▶ WHAT THIS TASK INVOLVES: From the article about the film Maggie, quote word for word the passage starting at "Maggie stars Schwarzenegger" and ending at "trailer, embedded above.".
#### EXTRACT ####
Terminator: Genisys is the 2015 Arnold Schwarzenegger movie that most people are talking about right now, but it’s not the actor’s only film arriving this year. The other feature in question is Maggie: a somewhat curious project that started out as a script on the 2011 Hollywood Blacklist for best unproduced screenplays. Relative newcomer John Scott 3’s spec script passed through a few hands (like Timur Bekmambetov‘s), before it was eventually produced and found a home at Lionsgate.
Maggie stars Schwarzenegger as Wade, a farmer whose teenaged daughter Maggie (Abigail Breslin) has been infected with a deadly zombie virus that is spreading across the globe. Wade is warned about the changes that Maggie will now go through – and that, after eight weeks, he must place his daughter in quarantine with other infected people. However, as the days go by, Wade finds himself struggling more and more with his decision about how best to protect his sick child.
For more, check out the first Maggie trailer, embedded above.
It would seem that Maggie, going by the film’s trailer footage and synopsis, is more of a father/daughter drama than the coming of age parable it originally appeared to be – though, there may well be elements of the latter (see: the shot of Maggie and what appears to be her “zombie boyfriend”). Meanwhile, in terms of visuals, the film seems to ring closer to The Walking Dead and 28 Days Later… school of zombie storytelling (read: combining realism with the fantastical), as far as previous movies and TV shows about the undead are concerned.
The trailer plays up more of the action/thriller aspects, but (like Walking Dead) Maggie appears to be heavier on the slow-burn human drama – offering a more personal look at the zombpocalypse in the process. Combine that with Schwarzenegger delivering what appears to be a fine dramatic performance – one that requires him to shed his celebrity persona far more than any of his recent films – and you have what could be an interesting new spin on the zombie sub-genre.
The Maggie script (which, as mentioned before, has been generating buzz for years now) was brought to life by Henry Hobson: a first-time helmsman who was responsible for the memorably-stylish credits in such films as Sherlock Holmes (2009), Fright Night (2011), and Snow White and the Huntsman, among others. Hobson, working in collaboration with cinematographer Lukas Ettlin (Black Sails), may well have crafted a film that successfully blends verisimilitude with striking imagery – going by the trailer, anyway.
Lionsgate pulled the plug on the original plan for Maggie to debut at the 2014 Toronto International Film Festival, shortly after it acquired the movie. The feature is now going to premiere at the 2015 Tribeca Film Festival (as mentioned in the trailer), just a few weeks before it starts playing in U.S. theaters. That suggests that Lionsgate might well be confident about the movie (there seems to be little reason to debut Maggie at the 2015 TFF otherwise), but didn’t see much benefit in a far earlier festival showing.
May is the beginning of the summer tentpole season in Hollywood, so Maggie is being positioned to serve as counter-programming to films like Avengers: Age of Ultron and Mad Max: Fury Road in theaters. Funnily enough, this indie project might well perform better at the box office than many of Schwarzenegger’s recent wide-release action movies (The Last Stand, Sabotage). Who would’ve predicted that, just a couple years ago?
Maggie begins a limited theatrical release in the U.S. on May 8th, 2015.
#### STORED DATA ####
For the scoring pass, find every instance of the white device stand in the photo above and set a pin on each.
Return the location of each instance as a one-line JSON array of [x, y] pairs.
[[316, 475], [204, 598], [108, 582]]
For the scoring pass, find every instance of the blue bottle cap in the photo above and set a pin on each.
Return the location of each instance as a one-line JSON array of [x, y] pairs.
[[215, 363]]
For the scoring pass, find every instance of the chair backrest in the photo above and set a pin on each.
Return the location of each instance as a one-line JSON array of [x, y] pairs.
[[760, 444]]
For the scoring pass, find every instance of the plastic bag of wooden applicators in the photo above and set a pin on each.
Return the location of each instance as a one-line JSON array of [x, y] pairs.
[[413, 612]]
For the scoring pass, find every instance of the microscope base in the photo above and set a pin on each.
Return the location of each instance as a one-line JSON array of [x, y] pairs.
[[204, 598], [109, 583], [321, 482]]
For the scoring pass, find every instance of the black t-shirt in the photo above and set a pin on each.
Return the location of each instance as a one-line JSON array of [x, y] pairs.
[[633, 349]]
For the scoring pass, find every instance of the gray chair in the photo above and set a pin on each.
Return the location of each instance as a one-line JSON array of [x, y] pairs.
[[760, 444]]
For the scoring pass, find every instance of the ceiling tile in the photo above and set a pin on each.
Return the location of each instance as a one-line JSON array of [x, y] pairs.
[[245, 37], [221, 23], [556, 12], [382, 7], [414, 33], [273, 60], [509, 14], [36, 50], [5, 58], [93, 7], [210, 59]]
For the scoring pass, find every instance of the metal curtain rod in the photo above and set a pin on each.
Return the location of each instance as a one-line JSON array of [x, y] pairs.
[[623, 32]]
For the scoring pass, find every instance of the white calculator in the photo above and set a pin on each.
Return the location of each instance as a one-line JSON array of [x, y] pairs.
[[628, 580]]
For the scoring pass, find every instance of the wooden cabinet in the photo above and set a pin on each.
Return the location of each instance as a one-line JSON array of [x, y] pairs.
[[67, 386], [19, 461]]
####
▶ ANSWER TO THIS EXERCISE:
Maggie stars Schwarzenegger as Wade, a farmer whose teenaged daughter Maggie (Abigail Breslin) has been infected with a deadly zombie virus that is spreading across the globe. Wade is warned about the changes that Maggie will now go through – and that, after eight weeks, he must place his daughter in quarantine with other infected people. However, as the days go by, Wade finds himself struggling more and more with his decision about how best to protect his sick child.
For more, check out the first Maggie trailer, embedded above.